*SHORT EXERCISE:* Reproduce verbatim the lines of the rows below, beginning with the line that contains "189 158 L 174" and ending after the line that contains "197 144 L 190".

[Region segmentation data]
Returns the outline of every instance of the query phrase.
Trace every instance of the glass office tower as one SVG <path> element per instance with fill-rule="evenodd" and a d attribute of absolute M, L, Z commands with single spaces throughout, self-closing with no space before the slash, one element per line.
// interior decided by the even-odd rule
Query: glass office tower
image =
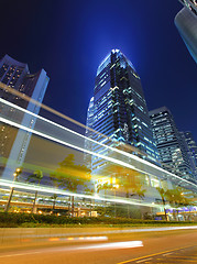
<path fill-rule="evenodd" d="M 189 158 L 174 118 L 166 107 L 150 111 L 162 166 L 183 178 L 193 178 Z"/>
<path fill-rule="evenodd" d="M 21 94 L 29 96 L 37 102 L 42 102 L 50 78 L 46 76 L 46 72 L 41 69 L 36 74 L 30 74 L 26 64 L 20 63 L 10 56 L 6 55 L 0 61 L 0 111 L 8 120 L 15 119 L 17 117 L 14 107 L 8 107 L 7 102 L 13 103 L 13 106 L 21 107 L 35 114 L 40 111 L 40 106 L 34 105 L 31 100 L 24 100 L 23 98 L 13 95 L 8 90 L 11 88 Z M 7 88 L 8 87 L 8 88 Z M 28 113 L 21 116 L 21 125 L 33 129 L 36 118 L 31 117 Z M 0 156 L 6 161 L 6 168 L 3 169 L 2 177 L 12 177 L 10 172 L 11 167 L 19 167 L 22 165 L 26 150 L 30 143 L 31 133 L 28 133 L 21 129 L 14 129 L 11 125 L 0 123 Z M 14 165 L 11 165 L 11 163 Z M 13 170 L 11 169 L 11 170 Z"/>
<path fill-rule="evenodd" d="M 197 144 L 190 131 L 180 132 L 180 138 L 186 145 L 193 175 L 197 180 Z"/>
<path fill-rule="evenodd" d="M 95 141 L 114 147 L 125 144 L 134 146 L 142 152 L 141 156 L 157 163 L 157 150 L 140 77 L 119 50 L 112 50 L 98 67 L 91 122 L 94 130 L 107 136 L 95 133 Z M 110 155 L 98 144 L 92 144 L 92 151 Z M 91 163 L 92 169 L 97 169 L 105 161 L 94 156 Z"/>
<path fill-rule="evenodd" d="M 197 63 L 197 1 L 179 0 L 183 8 L 175 18 L 175 25 L 190 55 Z"/>

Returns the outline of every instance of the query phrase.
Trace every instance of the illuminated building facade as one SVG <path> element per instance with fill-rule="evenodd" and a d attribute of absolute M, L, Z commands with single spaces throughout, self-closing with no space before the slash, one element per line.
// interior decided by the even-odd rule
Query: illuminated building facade
<path fill-rule="evenodd" d="M 197 63 L 197 1 L 179 0 L 183 8 L 175 18 L 175 25 L 190 55 Z"/>
<path fill-rule="evenodd" d="M 107 136 L 95 133 L 95 141 L 114 147 L 125 144 L 134 146 L 144 158 L 157 163 L 158 154 L 140 77 L 119 50 L 112 50 L 97 69 L 91 111 L 91 128 Z M 110 155 L 107 148 L 98 144 L 92 144 L 92 151 Z M 105 165 L 98 156 L 94 156 L 91 163 L 94 170 Z"/>
<path fill-rule="evenodd" d="M 17 105 L 18 107 L 24 108 L 35 114 L 40 111 L 40 106 L 35 106 L 31 101 L 23 100 L 22 98 L 12 95 L 8 91 L 7 87 L 25 94 L 31 99 L 39 102 L 43 101 L 44 94 L 48 84 L 48 77 L 46 72 L 41 69 L 36 74 L 30 74 L 26 64 L 20 63 L 10 56 L 6 55 L 0 61 L 0 98 L 2 100 L 9 101 Z M 4 89 L 3 89 L 4 85 Z M 7 116 L 8 120 L 10 118 L 19 118 L 14 111 L 14 108 L 1 108 L 1 112 Z M 23 114 L 21 117 L 21 124 L 33 129 L 36 119 L 30 118 L 30 114 Z M 30 143 L 31 133 L 24 132 L 22 130 L 17 130 L 12 127 L 0 125 L 0 155 L 6 158 L 7 167 L 9 163 L 14 161 L 15 166 L 21 166 L 24 161 L 25 153 Z M 10 173 L 7 172 L 7 167 L 3 172 L 2 177 L 7 178 Z"/>
<path fill-rule="evenodd" d="M 162 107 L 150 111 L 150 118 L 162 166 L 182 178 L 190 179 L 193 174 L 187 150 L 171 111 Z"/>
<path fill-rule="evenodd" d="M 189 161 L 190 161 L 190 167 L 193 170 L 193 175 L 194 175 L 195 179 L 197 180 L 197 144 L 196 144 L 190 131 L 180 132 L 180 138 L 182 138 L 183 142 L 185 142 L 187 154 L 188 154 Z"/>

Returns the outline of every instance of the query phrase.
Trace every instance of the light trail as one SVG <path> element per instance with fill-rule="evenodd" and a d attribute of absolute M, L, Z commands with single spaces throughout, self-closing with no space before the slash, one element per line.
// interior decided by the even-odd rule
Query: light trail
<path fill-rule="evenodd" d="M 75 135 L 77 135 L 77 136 L 79 136 L 79 138 L 83 138 L 83 139 L 85 139 L 85 140 L 91 141 L 91 142 L 94 142 L 95 144 L 101 145 L 101 146 L 106 147 L 107 150 L 111 150 L 111 151 L 117 152 L 117 153 L 119 153 L 119 154 L 121 154 L 121 155 L 123 155 L 123 156 L 133 158 L 133 160 L 135 160 L 136 162 L 146 165 L 147 167 L 155 168 L 155 169 L 158 170 L 160 173 L 164 173 L 165 176 L 167 175 L 167 176 L 169 177 L 169 179 L 171 179 L 171 177 L 174 177 L 174 178 L 176 178 L 176 179 L 178 179 L 178 180 L 180 180 L 180 182 L 186 183 L 187 185 L 191 185 L 191 186 L 194 186 L 195 188 L 197 188 L 197 185 L 196 185 L 196 184 L 190 183 L 190 182 L 188 182 L 187 179 L 180 178 L 179 176 L 177 176 L 177 175 L 175 175 L 175 174 L 172 174 L 172 173 L 165 170 L 164 168 L 162 168 L 162 167 L 160 167 L 160 166 L 156 166 L 156 165 L 154 165 L 154 164 L 152 164 L 152 163 L 150 163 L 150 162 L 147 162 L 147 161 L 144 161 L 144 160 L 142 160 L 142 158 L 140 158 L 140 157 L 138 157 L 138 156 L 135 156 L 135 155 L 133 155 L 133 154 L 130 154 L 130 153 L 123 152 L 123 151 L 121 151 L 121 150 L 118 150 L 118 148 L 114 148 L 114 147 L 105 145 L 105 144 L 102 144 L 102 143 L 100 143 L 100 142 L 96 142 L 96 141 L 94 141 L 94 140 L 91 140 L 91 139 L 89 139 L 89 138 L 87 138 L 87 136 L 85 136 L 85 135 L 81 135 L 81 134 L 79 134 L 79 133 L 77 133 L 77 132 L 75 132 L 75 131 L 73 131 L 73 130 L 69 130 L 69 129 L 67 129 L 67 128 L 65 128 L 65 127 L 63 127 L 63 125 L 61 125 L 61 124 L 57 124 L 57 123 L 55 123 L 55 122 L 53 122 L 53 121 L 51 121 L 51 120 L 47 120 L 47 119 L 45 119 L 45 118 L 43 118 L 43 117 L 41 117 L 41 116 L 37 116 L 37 114 L 32 113 L 32 112 L 30 112 L 30 111 L 28 111 L 28 110 L 25 110 L 25 109 L 23 109 L 23 108 L 18 107 L 18 106 L 15 106 L 15 105 L 13 105 L 13 103 L 11 103 L 11 102 L 8 102 L 8 101 L 3 100 L 2 98 L 0 98 L 0 101 L 1 101 L 2 103 L 4 103 L 4 105 L 9 106 L 9 107 L 15 108 L 15 109 L 18 109 L 18 110 L 20 110 L 20 111 L 22 111 L 22 112 L 25 112 L 25 113 L 28 113 L 28 114 L 30 114 L 30 116 L 35 117 L 36 119 L 40 119 L 40 120 L 42 120 L 42 121 L 44 121 L 44 122 L 47 122 L 47 123 L 50 123 L 50 124 L 52 124 L 52 125 L 55 125 L 55 127 L 57 127 L 57 128 L 61 128 L 61 129 L 63 129 L 63 130 L 65 130 L 65 131 L 67 131 L 67 132 L 69 132 L 69 133 L 73 133 L 73 134 L 75 134 Z M 153 176 L 156 176 L 156 177 L 158 177 L 158 178 L 160 178 L 160 177 L 163 177 L 163 175 L 157 176 L 157 175 L 155 175 L 155 174 L 153 174 L 153 173 L 145 172 L 145 170 L 140 169 L 140 168 L 138 168 L 138 167 L 135 167 L 135 166 L 132 166 L 132 165 L 130 165 L 130 164 L 128 164 L 128 163 L 124 163 L 124 162 L 122 162 L 122 161 L 120 161 L 120 160 L 116 160 L 116 158 L 112 158 L 112 157 L 109 157 L 109 156 L 101 155 L 101 154 L 99 154 L 99 153 L 94 153 L 94 152 L 91 152 L 91 151 L 88 151 L 88 150 L 86 150 L 86 148 L 83 148 L 83 147 L 79 147 L 79 146 L 76 146 L 76 145 L 72 145 L 72 144 L 69 144 L 69 143 L 67 143 L 67 142 L 64 142 L 64 141 L 61 141 L 61 140 L 58 140 L 58 139 L 56 139 L 56 138 L 46 135 L 46 134 L 41 133 L 41 132 L 35 131 L 35 130 L 31 130 L 30 128 L 23 127 L 23 125 L 18 124 L 18 123 L 15 123 L 15 122 L 13 122 L 13 121 L 9 121 L 9 120 L 3 119 L 3 118 L 0 118 L 0 121 L 2 121 L 2 122 L 4 122 L 4 123 L 8 123 L 8 124 L 10 124 L 10 125 L 17 127 L 17 128 L 19 128 L 19 129 L 25 130 L 25 131 L 28 131 L 28 132 L 37 134 L 37 135 L 40 135 L 40 136 L 42 136 L 42 138 L 46 138 L 46 139 L 48 139 L 48 140 L 55 141 L 55 142 L 57 142 L 57 143 L 59 143 L 59 144 L 67 145 L 67 146 L 69 146 L 69 147 L 76 148 L 76 150 L 78 150 L 78 151 L 86 152 L 86 153 L 88 153 L 88 154 L 96 155 L 96 156 L 98 156 L 98 157 L 101 157 L 101 158 L 107 160 L 107 161 L 109 161 L 109 162 L 119 164 L 119 165 L 121 165 L 121 166 L 124 166 L 124 167 L 128 167 L 128 168 L 138 170 L 138 172 L 140 172 L 140 173 L 142 173 L 142 174 L 153 175 Z"/>
<path fill-rule="evenodd" d="M 90 196 L 90 195 L 84 195 L 84 194 L 76 194 L 76 193 L 69 193 L 67 190 L 62 190 L 62 189 L 56 189 L 56 188 L 51 188 L 51 187 L 44 187 L 44 186 L 35 186 L 35 185 L 30 185 L 30 184 L 23 184 L 23 183 L 17 183 L 12 180 L 6 180 L 6 179 L 0 179 L 0 185 L 6 186 L 6 187 L 14 187 L 19 189 L 25 189 L 25 190 L 31 190 L 31 191 L 40 191 L 40 193 L 46 193 L 46 194 L 56 194 L 56 195 L 64 195 L 64 196 L 75 196 L 78 198 L 87 198 L 87 199 L 95 199 L 95 200 L 102 200 L 102 201 L 110 201 L 110 202 L 117 202 L 117 204 L 125 204 L 125 205 L 135 205 L 135 206 L 144 206 L 144 207 L 154 207 L 154 208 L 163 208 L 161 205 L 153 205 L 151 202 L 142 202 L 141 200 L 136 199 L 123 199 L 123 198 L 105 198 L 100 197 L 98 195 Z M 167 208 L 167 207 L 166 207 Z M 171 208 L 171 207 L 169 207 Z"/>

*TASK SOLUTION:*
<path fill-rule="evenodd" d="M 189 158 L 174 118 L 166 107 L 150 111 L 162 166 L 183 178 L 193 178 Z"/>
<path fill-rule="evenodd" d="M 21 94 L 29 96 L 37 102 L 42 102 L 50 78 L 46 76 L 46 72 L 41 69 L 36 74 L 30 74 L 26 64 L 20 63 L 10 56 L 6 55 L 0 61 L 0 111 L 8 120 L 15 119 L 17 117 L 14 107 L 8 107 L 7 102 L 13 103 L 13 106 L 21 107 L 35 114 L 40 111 L 40 106 L 34 105 L 31 100 L 24 100 L 23 98 L 13 95 L 8 90 L 11 88 Z M 7 88 L 8 87 L 8 88 Z M 28 113 L 21 116 L 21 125 L 33 129 L 36 118 L 31 117 Z M 0 156 L 6 161 L 6 168 L 3 169 L 2 177 L 12 177 L 10 172 L 11 167 L 19 167 L 22 165 L 26 150 L 30 143 L 31 133 L 28 133 L 21 129 L 14 129 L 11 125 L 0 123 Z M 14 165 L 11 165 L 11 163 Z M 13 170 L 11 169 L 11 170 Z"/>
<path fill-rule="evenodd" d="M 197 144 L 190 131 L 180 132 L 180 138 L 186 145 L 193 175 L 197 180 Z"/>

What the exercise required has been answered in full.